▶ _GIVEN PROBLEM_
Please rewrite the items below as a Markdown table with the columns "Row" and "Line", from the line with "Please examine the photo and determine if any neck" to the line with "133 228 210 271", both included. Number each row and omit any blank lines.

──────── MATERIAL FOR THE TASK ────────

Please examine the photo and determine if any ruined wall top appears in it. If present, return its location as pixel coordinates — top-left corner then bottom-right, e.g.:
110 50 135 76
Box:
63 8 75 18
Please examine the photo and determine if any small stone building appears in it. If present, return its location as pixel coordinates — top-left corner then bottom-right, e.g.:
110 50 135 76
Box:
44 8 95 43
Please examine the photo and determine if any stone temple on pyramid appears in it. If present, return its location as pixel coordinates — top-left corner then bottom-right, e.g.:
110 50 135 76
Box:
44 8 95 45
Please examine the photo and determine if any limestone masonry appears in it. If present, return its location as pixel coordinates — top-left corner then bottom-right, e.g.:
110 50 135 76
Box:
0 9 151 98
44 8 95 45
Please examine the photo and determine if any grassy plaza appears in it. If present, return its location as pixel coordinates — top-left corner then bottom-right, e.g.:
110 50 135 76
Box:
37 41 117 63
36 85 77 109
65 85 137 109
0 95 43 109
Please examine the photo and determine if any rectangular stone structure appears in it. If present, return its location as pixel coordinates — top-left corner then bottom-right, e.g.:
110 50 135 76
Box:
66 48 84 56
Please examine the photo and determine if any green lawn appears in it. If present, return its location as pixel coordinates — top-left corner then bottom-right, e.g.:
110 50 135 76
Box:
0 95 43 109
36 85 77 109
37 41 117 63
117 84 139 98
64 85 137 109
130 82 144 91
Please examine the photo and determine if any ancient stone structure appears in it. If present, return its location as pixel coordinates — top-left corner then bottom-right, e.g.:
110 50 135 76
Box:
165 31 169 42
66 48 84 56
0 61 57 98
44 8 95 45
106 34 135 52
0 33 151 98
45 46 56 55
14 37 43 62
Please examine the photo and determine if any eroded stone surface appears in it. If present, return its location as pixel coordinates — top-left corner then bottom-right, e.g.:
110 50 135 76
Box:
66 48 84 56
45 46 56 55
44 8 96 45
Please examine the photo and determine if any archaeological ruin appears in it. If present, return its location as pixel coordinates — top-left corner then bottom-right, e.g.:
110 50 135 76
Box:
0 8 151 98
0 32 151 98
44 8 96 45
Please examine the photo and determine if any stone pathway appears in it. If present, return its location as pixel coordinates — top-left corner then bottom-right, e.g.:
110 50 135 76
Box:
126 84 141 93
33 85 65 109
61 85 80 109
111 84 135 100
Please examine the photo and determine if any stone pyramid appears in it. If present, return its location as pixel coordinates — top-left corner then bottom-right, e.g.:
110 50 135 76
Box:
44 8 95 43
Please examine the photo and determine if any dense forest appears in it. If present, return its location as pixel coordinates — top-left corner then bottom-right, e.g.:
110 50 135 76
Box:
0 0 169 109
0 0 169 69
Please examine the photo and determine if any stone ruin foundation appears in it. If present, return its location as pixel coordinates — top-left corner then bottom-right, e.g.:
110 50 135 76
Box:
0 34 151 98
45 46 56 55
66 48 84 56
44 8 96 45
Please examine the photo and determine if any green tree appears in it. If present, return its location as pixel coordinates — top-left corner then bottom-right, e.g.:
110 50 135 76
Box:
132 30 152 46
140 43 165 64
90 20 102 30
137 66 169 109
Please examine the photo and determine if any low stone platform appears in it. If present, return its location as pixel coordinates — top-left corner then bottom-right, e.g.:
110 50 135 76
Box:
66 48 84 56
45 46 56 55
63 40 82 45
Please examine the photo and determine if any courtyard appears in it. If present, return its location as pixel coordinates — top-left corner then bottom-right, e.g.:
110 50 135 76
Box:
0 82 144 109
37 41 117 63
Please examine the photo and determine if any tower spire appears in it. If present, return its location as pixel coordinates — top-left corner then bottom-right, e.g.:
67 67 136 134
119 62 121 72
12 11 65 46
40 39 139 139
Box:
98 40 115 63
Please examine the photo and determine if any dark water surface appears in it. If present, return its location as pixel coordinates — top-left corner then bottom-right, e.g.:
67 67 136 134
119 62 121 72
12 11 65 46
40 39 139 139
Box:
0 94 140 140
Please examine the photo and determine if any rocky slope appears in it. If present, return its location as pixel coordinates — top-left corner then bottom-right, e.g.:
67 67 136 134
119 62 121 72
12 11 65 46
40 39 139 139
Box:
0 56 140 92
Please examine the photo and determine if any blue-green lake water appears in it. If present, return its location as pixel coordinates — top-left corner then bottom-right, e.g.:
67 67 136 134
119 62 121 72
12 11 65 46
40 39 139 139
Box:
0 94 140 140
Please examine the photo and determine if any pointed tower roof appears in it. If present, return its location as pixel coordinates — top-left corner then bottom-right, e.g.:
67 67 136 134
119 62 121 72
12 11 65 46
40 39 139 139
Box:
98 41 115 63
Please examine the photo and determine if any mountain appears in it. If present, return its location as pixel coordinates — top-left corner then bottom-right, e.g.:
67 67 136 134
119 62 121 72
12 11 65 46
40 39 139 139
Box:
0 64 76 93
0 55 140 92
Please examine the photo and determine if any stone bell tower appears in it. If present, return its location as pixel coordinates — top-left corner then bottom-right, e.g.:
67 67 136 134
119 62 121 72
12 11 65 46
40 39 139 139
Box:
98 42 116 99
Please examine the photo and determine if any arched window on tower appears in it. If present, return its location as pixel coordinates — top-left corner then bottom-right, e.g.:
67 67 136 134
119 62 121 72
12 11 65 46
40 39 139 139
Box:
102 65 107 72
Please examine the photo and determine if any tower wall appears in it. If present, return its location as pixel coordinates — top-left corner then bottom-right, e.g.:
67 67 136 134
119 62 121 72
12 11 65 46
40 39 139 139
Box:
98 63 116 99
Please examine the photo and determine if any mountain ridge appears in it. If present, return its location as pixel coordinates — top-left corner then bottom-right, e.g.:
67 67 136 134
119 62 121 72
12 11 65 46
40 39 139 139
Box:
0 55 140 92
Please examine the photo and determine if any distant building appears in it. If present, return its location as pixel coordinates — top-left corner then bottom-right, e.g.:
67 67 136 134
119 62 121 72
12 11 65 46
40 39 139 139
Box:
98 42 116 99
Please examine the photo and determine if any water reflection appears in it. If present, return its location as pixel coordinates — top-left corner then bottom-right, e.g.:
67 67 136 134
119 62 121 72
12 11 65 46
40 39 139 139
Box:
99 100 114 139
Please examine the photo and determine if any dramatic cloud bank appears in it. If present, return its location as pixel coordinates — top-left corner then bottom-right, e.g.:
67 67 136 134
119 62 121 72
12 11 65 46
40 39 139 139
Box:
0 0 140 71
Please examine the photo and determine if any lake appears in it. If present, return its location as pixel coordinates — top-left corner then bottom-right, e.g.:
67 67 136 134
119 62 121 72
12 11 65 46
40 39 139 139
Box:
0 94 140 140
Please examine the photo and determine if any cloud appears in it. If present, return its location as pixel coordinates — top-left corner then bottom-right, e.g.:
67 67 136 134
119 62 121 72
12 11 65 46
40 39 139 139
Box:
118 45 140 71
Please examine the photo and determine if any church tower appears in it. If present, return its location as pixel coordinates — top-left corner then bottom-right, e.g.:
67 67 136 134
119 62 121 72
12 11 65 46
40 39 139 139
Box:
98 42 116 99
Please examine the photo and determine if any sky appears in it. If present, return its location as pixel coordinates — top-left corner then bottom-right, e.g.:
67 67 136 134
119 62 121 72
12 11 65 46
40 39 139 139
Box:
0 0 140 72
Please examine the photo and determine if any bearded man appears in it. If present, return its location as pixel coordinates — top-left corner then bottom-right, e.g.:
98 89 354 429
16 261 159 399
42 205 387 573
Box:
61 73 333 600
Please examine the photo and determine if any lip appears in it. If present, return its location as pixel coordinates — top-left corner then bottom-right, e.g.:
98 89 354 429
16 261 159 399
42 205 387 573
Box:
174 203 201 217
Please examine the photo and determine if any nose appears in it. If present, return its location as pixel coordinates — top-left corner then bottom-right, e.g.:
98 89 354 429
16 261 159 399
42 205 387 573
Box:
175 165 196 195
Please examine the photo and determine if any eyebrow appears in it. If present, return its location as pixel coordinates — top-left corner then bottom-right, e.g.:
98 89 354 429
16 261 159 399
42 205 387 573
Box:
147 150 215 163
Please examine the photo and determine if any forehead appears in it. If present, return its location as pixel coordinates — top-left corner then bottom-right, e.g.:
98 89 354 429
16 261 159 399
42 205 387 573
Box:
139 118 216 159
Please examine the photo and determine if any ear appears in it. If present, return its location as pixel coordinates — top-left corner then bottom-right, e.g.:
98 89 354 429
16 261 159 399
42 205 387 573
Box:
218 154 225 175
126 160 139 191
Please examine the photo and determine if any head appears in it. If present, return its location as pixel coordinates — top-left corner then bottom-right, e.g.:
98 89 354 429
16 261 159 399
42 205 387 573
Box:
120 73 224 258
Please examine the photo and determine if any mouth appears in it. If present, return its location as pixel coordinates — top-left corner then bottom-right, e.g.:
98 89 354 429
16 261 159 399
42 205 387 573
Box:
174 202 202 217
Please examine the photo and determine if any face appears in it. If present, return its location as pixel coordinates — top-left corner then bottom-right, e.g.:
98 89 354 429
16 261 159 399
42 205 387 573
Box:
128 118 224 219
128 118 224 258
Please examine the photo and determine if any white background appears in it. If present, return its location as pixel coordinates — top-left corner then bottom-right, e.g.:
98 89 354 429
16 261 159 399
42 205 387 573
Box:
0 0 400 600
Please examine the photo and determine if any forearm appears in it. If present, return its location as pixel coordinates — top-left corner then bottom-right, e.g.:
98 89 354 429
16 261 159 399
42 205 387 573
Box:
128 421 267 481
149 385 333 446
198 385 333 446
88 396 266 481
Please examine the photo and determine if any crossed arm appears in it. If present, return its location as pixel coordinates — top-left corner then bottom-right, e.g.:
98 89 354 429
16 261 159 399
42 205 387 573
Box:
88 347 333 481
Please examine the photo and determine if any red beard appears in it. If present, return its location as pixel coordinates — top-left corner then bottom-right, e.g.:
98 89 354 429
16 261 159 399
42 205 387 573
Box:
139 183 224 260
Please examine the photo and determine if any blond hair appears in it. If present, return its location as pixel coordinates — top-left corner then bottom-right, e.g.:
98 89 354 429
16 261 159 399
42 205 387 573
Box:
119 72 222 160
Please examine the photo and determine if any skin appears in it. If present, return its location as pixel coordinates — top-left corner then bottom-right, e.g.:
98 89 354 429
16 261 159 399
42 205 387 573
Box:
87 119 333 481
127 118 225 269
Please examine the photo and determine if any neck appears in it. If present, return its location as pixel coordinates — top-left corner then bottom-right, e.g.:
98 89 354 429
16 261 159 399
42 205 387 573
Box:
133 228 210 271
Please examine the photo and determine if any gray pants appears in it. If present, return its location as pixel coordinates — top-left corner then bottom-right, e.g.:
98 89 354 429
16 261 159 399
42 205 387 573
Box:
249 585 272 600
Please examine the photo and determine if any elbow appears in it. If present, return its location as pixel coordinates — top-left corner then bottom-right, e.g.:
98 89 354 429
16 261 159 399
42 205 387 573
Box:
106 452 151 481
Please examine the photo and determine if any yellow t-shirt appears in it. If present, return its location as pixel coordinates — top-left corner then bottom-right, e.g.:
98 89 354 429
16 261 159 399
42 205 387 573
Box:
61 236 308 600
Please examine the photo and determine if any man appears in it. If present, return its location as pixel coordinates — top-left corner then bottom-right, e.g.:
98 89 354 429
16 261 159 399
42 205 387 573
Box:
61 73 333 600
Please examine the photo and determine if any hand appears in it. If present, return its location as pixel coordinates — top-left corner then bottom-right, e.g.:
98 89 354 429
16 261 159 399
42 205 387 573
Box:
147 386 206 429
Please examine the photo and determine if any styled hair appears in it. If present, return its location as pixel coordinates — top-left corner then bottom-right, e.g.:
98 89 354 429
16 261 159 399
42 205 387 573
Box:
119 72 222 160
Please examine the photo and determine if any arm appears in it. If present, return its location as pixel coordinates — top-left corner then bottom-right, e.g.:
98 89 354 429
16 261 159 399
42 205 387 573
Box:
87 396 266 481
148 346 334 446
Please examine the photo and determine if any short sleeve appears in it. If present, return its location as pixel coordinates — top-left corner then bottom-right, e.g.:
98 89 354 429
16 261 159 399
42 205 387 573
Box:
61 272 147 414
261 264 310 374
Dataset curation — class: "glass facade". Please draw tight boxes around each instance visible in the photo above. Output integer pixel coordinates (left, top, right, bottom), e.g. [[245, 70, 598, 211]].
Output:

────────

▶ _FULL SOLUTION_
| Row | Line |
|---|---|
| 1 | Please examine the photo and determine if any neck appears in it. If present, return its location as pixel coordinates — top-left corner then bottom-right, e.g.: |
| 2 | 98 89 354 429 |
| 3 | 16 261 159 399 |
| 4 | 42 205 387 573 |
| 5 | Box: |
| 6 | 133 228 210 271 |